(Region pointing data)
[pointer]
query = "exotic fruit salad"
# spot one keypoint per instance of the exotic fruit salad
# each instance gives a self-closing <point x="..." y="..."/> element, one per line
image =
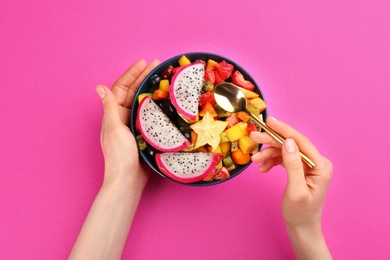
<point x="189" y="136"/>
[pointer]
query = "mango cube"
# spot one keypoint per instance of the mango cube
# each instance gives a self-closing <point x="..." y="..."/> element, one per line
<point x="237" y="131"/>
<point x="225" y="147"/>
<point x="246" y="144"/>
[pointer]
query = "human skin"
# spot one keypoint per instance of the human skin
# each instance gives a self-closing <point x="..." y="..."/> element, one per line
<point x="105" y="230"/>
<point x="106" y="227"/>
<point x="304" y="197"/>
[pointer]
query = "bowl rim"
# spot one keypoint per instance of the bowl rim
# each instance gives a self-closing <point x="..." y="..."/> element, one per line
<point x="174" y="62"/>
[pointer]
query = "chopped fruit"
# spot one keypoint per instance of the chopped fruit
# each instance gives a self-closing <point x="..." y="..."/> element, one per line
<point x="209" y="131"/>
<point x="160" y="94"/>
<point x="222" y="174"/>
<point x="225" y="147"/>
<point x="255" y="149"/>
<point x="143" y="95"/>
<point x="240" y="158"/>
<point x="223" y="70"/>
<point x="201" y="149"/>
<point x="228" y="163"/>
<point x="194" y="136"/>
<point x="167" y="74"/>
<point x="207" y="86"/>
<point x="183" y="61"/>
<point x="207" y="97"/>
<point x="141" y="142"/>
<point x="220" y="111"/>
<point x="246" y="144"/>
<point x="211" y="64"/>
<point x="233" y="146"/>
<point x="208" y="108"/>
<point x="238" y="79"/>
<point x="164" y="84"/>
<point x="254" y="110"/>
<point x="252" y="128"/>
<point x="224" y="138"/>
<point x="217" y="150"/>
<point x="243" y="116"/>
<point x="249" y="94"/>
<point x="237" y="131"/>
<point x="258" y="103"/>
<point x="175" y="70"/>
<point x="209" y="76"/>
<point x="232" y="119"/>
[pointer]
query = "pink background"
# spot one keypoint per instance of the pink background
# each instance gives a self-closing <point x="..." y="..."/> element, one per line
<point x="323" y="67"/>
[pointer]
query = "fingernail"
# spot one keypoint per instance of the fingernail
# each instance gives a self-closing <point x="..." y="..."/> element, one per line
<point x="255" y="156"/>
<point x="101" y="92"/>
<point x="290" y="146"/>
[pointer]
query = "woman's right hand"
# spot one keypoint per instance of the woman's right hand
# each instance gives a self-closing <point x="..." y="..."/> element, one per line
<point x="304" y="197"/>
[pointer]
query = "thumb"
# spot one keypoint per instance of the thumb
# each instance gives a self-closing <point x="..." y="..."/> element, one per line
<point x="110" y="105"/>
<point x="293" y="163"/>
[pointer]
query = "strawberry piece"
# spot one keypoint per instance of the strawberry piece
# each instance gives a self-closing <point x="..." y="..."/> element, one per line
<point x="207" y="97"/>
<point x="209" y="75"/>
<point x="238" y="79"/>
<point x="223" y="70"/>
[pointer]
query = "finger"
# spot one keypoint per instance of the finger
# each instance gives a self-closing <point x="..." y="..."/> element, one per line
<point x="123" y="84"/>
<point x="264" y="138"/>
<point x="265" y="154"/>
<point x="134" y="87"/>
<point x="293" y="164"/>
<point x="111" y="109"/>
<point x="304" y="144"/>
<point x="270" y="163"/>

**TASK GOAL**. Within the entries, find all lines that contain "fingernail" and copy each one.

**OUTPUT**.
query = "fingernail"
# spot one keypoint per instance of the fingernail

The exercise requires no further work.